- **Quoted passage**:
Content starts
Many of the questions lawmakers asked Daszak today centered on an EcoHealth-led grant proposal known as DEFUSE that was submitted to the U.S. Department of Defense but never received funding. It proposed experiments in which a North Carolina lab would engineer coronaviruses in ways that some think could have created SARS-CoV-2. The proposal also included work at WIV, and some worry such engineering later happened in China.

In particular, lawmakers questioned written comments that Daszak made on a draft DEFUSE proposal, in which he suggested downplaying the role of Chinese scientists in the efforts. Some lawmakers have suggested the comments are evidence of a coverup. Daszak, however, said those comments were being misinterpreted and that the final DEFUSE proposal was clear on who was doing what. “I simply wanted to stress the U.S. side of the proposal,” Daszak testified, saying that was nothing unusual.

The panel today also revisited many previously aired issues, such as whether EcoHealth and WIV properly reported certain experimental results to NIH. And some members questioned EcoHealth’s claim that it failed to submit a 2019 progress report in time because it was locked out of NIH’s report submission system. A forensic investigation by NIH found no evidence of this, lawmakers said; Daszak denied any wrongdoing and offered to submit more documentation backing EcoHealth’s explanation.

Members also questioned Daszak about why he initially failed to publicly disclose his ties to Chinese virologists in organizing and signing a 2020 letter published in The Lancet that dismissed lab-leak ideas as “conspiracy theories.” Daszak has previously defended his actions by saying his ties to WIV were widely known, and he reminded the panel he filed an amended disclosure that was longer than the original letter.
Content ends
- **Material shown**:
Content starts
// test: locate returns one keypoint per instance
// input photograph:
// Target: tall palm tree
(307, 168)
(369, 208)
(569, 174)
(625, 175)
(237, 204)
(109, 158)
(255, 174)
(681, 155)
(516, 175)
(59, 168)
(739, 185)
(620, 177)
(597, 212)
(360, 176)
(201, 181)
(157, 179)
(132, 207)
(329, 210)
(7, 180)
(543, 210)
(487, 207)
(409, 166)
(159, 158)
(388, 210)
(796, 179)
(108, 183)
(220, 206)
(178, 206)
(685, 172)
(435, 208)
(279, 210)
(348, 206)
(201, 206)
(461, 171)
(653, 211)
Content ends
- **Explore the material**:
1. In the excerpt about Daszak's testimony, which U.S. department received the DEFUSE grant proposal?
2. In the excerpt about Daszak's testimony, update everything from "Members also questioned" down to "the original letter.", putting "statement" in place of "letter".
3. Write what comes next in the excerpt about Daszak's testimony before the panel.

- **Solved problems**:
1. The U.S. Department of Defense.

2.
Members also questioned Daszak about why he initially failed to publicly disclose his ties to Chinese virologists in organizing and signing a 2020 statement published in The Lancet that dismissed lab-leak ideas as “conspiracy theories.” Daszak has previously defended his actions by saying his ties to WIV were widely known, and he reminded the panel he filed an amended disclosure that was longer than the original statement.

3.
Daszak also faced questions about his communications with a collaborator, virologist Ralph Baric of the University of North Carolina at Chapel Hill. In Baric emails and in testimony he gave to the panel described today in Vanity Fair, Baric, who had proposed engineering bat coronaviruses, says he felt that any work with such viruses should take place in biosafety level 3 (BSL-3) laboratory, not the lower security BSL-2 lab that WIV scientists apparently used for such work.

According to the majority report, Baric told Daszak in one email: “Bsl2 with negative pressure, give me a break. … Yes china has the right to set their own policy. You believe this was appropriate containment if you want but don’t expect me to believe it. Moreover, don’t insult my intelligence by trying to feed me this load of BS.”

Daszak responded by noting that the U.S. biosafety manual recommends that cell culture work with bat coronaviruses be done in a BSL-2 setting. The standards are the same in both countries, he said, adding that in the final DEFUSE proposal work conducted with live animals would have been done in a BSL-3 laboratory, as recommended.

Another new allegation highlighted in the Republican report is that EcoHealth is, under its reinstated NIAID grant, violating the debarment of WIV by continuing to work with virus samples and sequences held by the Chinese institute. WIV could, in theory, still influence the outcome of the new EcoHealth work, the report argues. Daszak called this a misunderstanding, arguing that the work involves only genome sequences—not virus samples—and the sequences were already in EcoHealth’s possession when the grant resumed.

Daszak also maintained that the most plausible theory for how SARS-CoV-2 emerged was a natural jump from an infected animal host to a person somewhere in China. There is “zero evidence” the virus came from WIV or another lab, he said. But he conceded that the case isn’t closed. “So, is it possible they [WIV] have hidden some viruses from us? That we don’t know about. Of course.”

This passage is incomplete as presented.